My acid reflux had persisted long enough that a few months ago my nurse practitioner ordered a CT scan of my abdomen. I had well-founded doubts about the necessity of the test. A personal list would be boring but a flavor if the general principle is helpful. In one of my favorite studies, researchers did MRIs on 98 people without any back pain. Only 36% of those scans came back normal. 64% on healthy people had abnormal results. What does this mean for people with pain who have abnormal MRI’s? It’s complicated but often the test results are not helpful and are being ordered less.

I did the scan anyway. I knew the radiation could give me cancer. I knew it probably wouldn’t help, but when she recommended it, I consented.

I did it because I felt that, if I didn’t, I would get terminal cancer, and it would turn out that if I had only had done the scan I would have found out in time to do something about it. Hubris would be my downfall, and crushing regret would follow. This is would happen if my life was a story. Where actions follow from character traits and the results lead to a thematic conclusion.
::::
• [Check your understanding]
- a) Answer from the essay about the CT scan, one answer per line:
(i) Who ordered the CT scan of the writer's abdomen?
(ii) How many people without back pain had MRIs in the study the writer describes?
(iii) According to the writer, what could the radiation from the scan do?
- b) Write what comes next in the essay about the CT scan, picking up after its final sentence.
The lines after the essay about the CT scan are separate material.

• [Data]
::::
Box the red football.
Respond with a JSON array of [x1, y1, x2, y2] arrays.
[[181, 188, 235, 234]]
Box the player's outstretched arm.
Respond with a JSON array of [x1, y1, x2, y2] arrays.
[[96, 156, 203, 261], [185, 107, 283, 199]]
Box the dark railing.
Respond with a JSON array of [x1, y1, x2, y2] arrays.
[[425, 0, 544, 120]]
::::
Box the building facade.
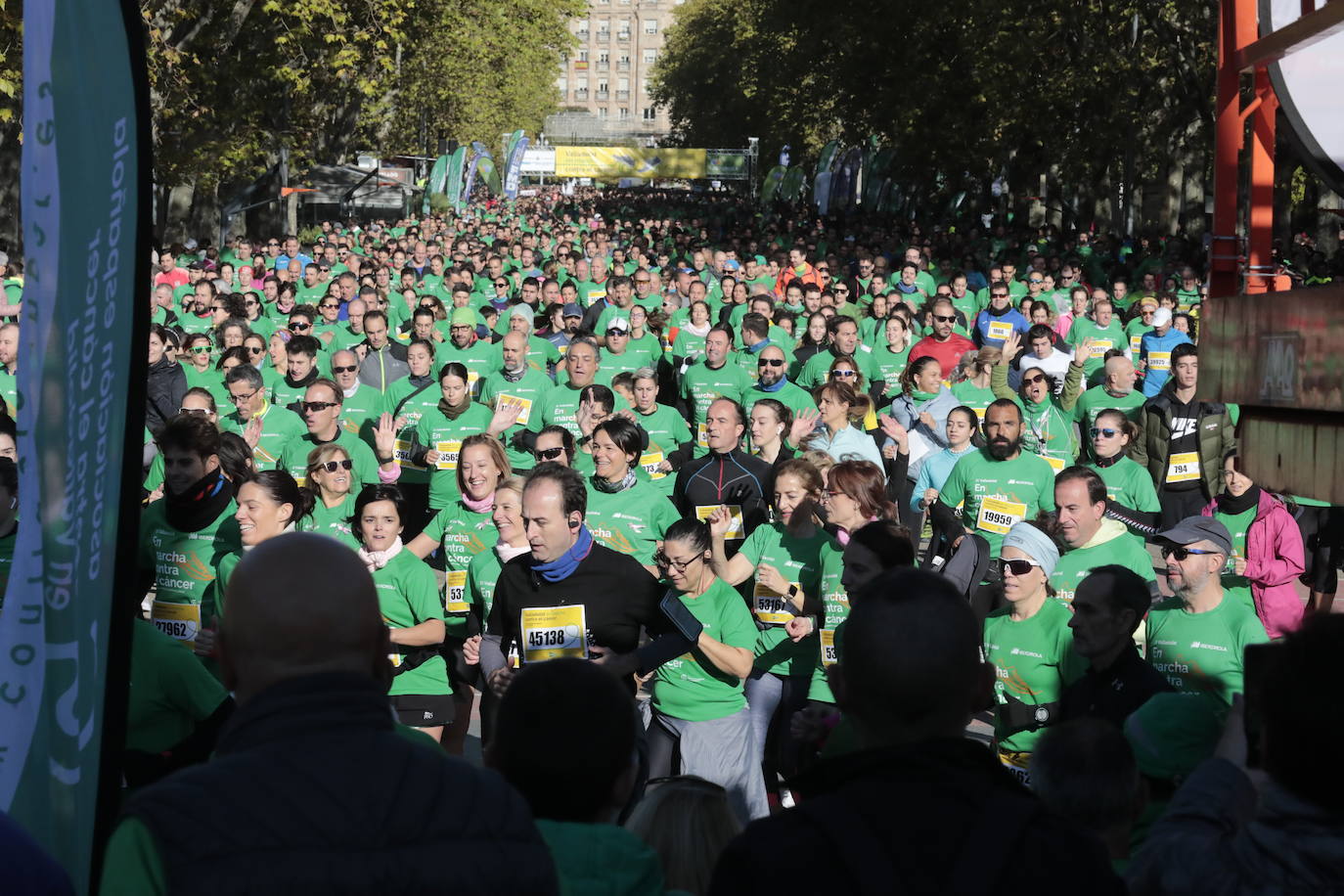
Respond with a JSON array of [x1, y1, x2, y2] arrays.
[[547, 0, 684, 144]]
::::
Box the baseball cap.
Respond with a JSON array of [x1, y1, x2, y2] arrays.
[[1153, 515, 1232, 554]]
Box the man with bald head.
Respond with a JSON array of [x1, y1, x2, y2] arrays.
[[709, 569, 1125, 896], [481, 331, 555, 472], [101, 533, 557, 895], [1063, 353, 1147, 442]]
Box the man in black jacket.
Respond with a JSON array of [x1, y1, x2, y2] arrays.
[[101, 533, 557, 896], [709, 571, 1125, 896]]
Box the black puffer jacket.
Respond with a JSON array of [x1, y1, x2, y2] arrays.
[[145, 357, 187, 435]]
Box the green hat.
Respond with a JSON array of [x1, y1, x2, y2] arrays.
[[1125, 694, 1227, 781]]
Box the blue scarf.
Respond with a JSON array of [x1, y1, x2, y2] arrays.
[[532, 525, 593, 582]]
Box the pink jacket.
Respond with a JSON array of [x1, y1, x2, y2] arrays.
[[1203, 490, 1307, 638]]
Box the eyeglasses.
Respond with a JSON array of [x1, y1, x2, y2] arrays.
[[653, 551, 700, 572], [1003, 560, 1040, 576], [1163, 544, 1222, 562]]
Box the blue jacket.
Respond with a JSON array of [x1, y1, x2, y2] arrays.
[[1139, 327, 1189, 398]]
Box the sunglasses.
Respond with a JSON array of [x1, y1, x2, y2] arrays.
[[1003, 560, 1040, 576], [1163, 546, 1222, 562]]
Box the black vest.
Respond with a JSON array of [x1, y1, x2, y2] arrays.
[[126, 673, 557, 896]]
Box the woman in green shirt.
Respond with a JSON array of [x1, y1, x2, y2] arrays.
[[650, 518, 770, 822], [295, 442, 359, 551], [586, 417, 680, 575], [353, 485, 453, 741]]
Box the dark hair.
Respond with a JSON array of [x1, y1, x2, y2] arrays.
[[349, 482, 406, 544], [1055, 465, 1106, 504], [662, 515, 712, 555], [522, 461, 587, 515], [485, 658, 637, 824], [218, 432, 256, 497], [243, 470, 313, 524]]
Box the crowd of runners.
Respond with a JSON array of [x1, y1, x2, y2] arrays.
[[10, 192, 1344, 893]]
::::
• [Results for each task]
- a)
(i) The writer's nurse practitioner.
(ii) 98 people.
(iii) Give the writer cancer.

- b)
My life isn’t a story. It’s just a life, and it is far more random than a story. Sometimes bad shit happens not because I’m flawed but just because I’m unlucky. Sometimes good comes to me, not from my virtues but because many random events turned out in my favor. Thomas Merton, one of the great religious thinkers of his time, died while touching the faulty wiring of a bedside lamp. No theme, just random bad luck.

The logic of life concerns the best evidence, statistically important outcomes, and the weighing of harms and benefits. The logic of fiction is Chekhov’s gun. If a gun is introduced in act one, then someone will fire it by act three. If a medical scan is discussed then someone is going to die of cancer by the end. The fiction logic is hard to shake. At work, I’m not allowed to say it looks quiet on the floor because that statement will make it busy. In a story, the startling bang comes right when everything is quiet.

I got the scan. It came back negative. No cancer. No cosmic karma involved. Just a little more radiation for my aging body.